= GIVEN REQUEST =
An exact copy of every record is needed.

··· RECORDED DATA ···

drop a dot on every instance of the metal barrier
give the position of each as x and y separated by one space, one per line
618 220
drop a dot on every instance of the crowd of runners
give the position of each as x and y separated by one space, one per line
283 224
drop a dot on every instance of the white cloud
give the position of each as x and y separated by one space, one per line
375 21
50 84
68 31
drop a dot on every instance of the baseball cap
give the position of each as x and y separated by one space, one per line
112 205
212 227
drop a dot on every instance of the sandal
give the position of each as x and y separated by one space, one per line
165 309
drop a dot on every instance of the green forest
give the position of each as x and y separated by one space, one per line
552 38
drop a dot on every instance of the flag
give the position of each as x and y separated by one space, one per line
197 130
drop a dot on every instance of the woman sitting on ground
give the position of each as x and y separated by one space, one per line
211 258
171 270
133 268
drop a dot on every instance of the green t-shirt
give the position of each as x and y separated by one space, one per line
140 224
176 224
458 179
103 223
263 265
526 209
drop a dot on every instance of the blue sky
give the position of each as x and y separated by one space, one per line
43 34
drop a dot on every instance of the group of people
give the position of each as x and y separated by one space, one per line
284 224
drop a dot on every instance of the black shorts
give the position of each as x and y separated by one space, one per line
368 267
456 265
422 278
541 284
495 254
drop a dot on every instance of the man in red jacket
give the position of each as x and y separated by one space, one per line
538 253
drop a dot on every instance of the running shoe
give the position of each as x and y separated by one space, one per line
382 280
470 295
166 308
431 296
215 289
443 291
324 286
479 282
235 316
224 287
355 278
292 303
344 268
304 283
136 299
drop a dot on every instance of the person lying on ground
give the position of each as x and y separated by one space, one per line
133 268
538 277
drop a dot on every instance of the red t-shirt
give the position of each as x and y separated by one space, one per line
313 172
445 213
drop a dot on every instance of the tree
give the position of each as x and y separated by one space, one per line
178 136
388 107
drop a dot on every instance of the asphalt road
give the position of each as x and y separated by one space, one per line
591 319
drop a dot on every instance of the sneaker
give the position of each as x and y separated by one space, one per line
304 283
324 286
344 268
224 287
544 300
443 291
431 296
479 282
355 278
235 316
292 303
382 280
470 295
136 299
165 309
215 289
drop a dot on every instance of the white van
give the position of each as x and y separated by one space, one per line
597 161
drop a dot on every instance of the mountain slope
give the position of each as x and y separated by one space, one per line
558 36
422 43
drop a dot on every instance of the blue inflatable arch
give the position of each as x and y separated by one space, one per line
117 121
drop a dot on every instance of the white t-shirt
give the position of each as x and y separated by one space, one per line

···

= EXERCISE RESPONSE =
drop a dot on every instance of the metal barrier
give the position of each as x and y separated by one space, one per line
618 220
drop a dot on every instance of the crowd of runners
give the position of each as x and y separated by one space, one per line
283 224
drop a dot on every instance of the white cloud
give the position of each as x and y separated by one space, one per line
375 21
50 84
68 31
drop a dot on every instance of the baseball cap
give the position of each as x and y separated by one space, one per line
112 205
212 227
drop a dot on every instance of the sandal
give the position of each as x and y separated by one space, one per line
165 309
drop a dot on every instance of the green forest
give the position of each as x and y separated by one space, one per line
552 38
drop a dot on every instance of the flag
give the position of each as x and y separated by one space, one per line
197 130
drop a dot on every instance of the woman sitting on ground
give the position of each as x and y separated by one space, one per line
211 258
171 270
133 268
drop a dot on every instance of the green t-shirt
give the position of each as x and y separated by one space, one per line
140 224
176 224
458 179
103 223
263 265
526 209
drop a dot on every instance of the blue sky
give the position of each as x and y separated by one space, one per line
43 34
drop a dot on every instance of the group of people
give the position of each as x and y separated by one space, one per line
284 224
drop a dot on every instance of the black shorts
give the position of each as x and y separated by one space, one per line
368 267
456 265
422 278
541 284
495 254
drop a dot on every instance of the man in red jacket
give the position of each as x and y separated by one space, one per line
538 253
drop a dot on every instance of the running shoe
give the position of each as x and y separated by one space, one per line
382 280
470 295
166 308
431 296
215 289
443 291
324 286
479 282
235 316
224 287
355 278
292 303
344 268
304 283
136 299
drop a dot on every instance of the person lying on ground
give the position of each as x and y separated by one space, one per line
133 268
538 277
drop a dot on every instance of the red t-shirt
give the position of each as x and y separated by one space, one per line
313 172
445 213
drop a dot on every instance of the tree
give the position of each as x and y separated by one space, one per line
178 136
388 107
drop a dot on every instance of the asphalt road
give the position of each as x and y separated by one space, one per line
591 319
drop a dot on every instance of the sneaker
give the position of each as x and y separated by one space, one per line
304 283
324 286
344 268
224 287
544 300
443 291
431 296
479 282
355 278
235 316
292 303
382 280
470 295
136 299
165 309
215 289
drop a dot on every instance of the white van
give the position of each as x and y separated by one space, one per line
597 161
drop a dot on every instance of the mountain slope
give the position of each as x and y separated by one space, one per line
558 36
422 43
drop a dot on every instance of the blue inflatable arch
give the position of each as x and y separated by one space, one per line
117 121
drop a dot on every instance of the white t-shirt
give the position of each as x and y separated by one space, one per line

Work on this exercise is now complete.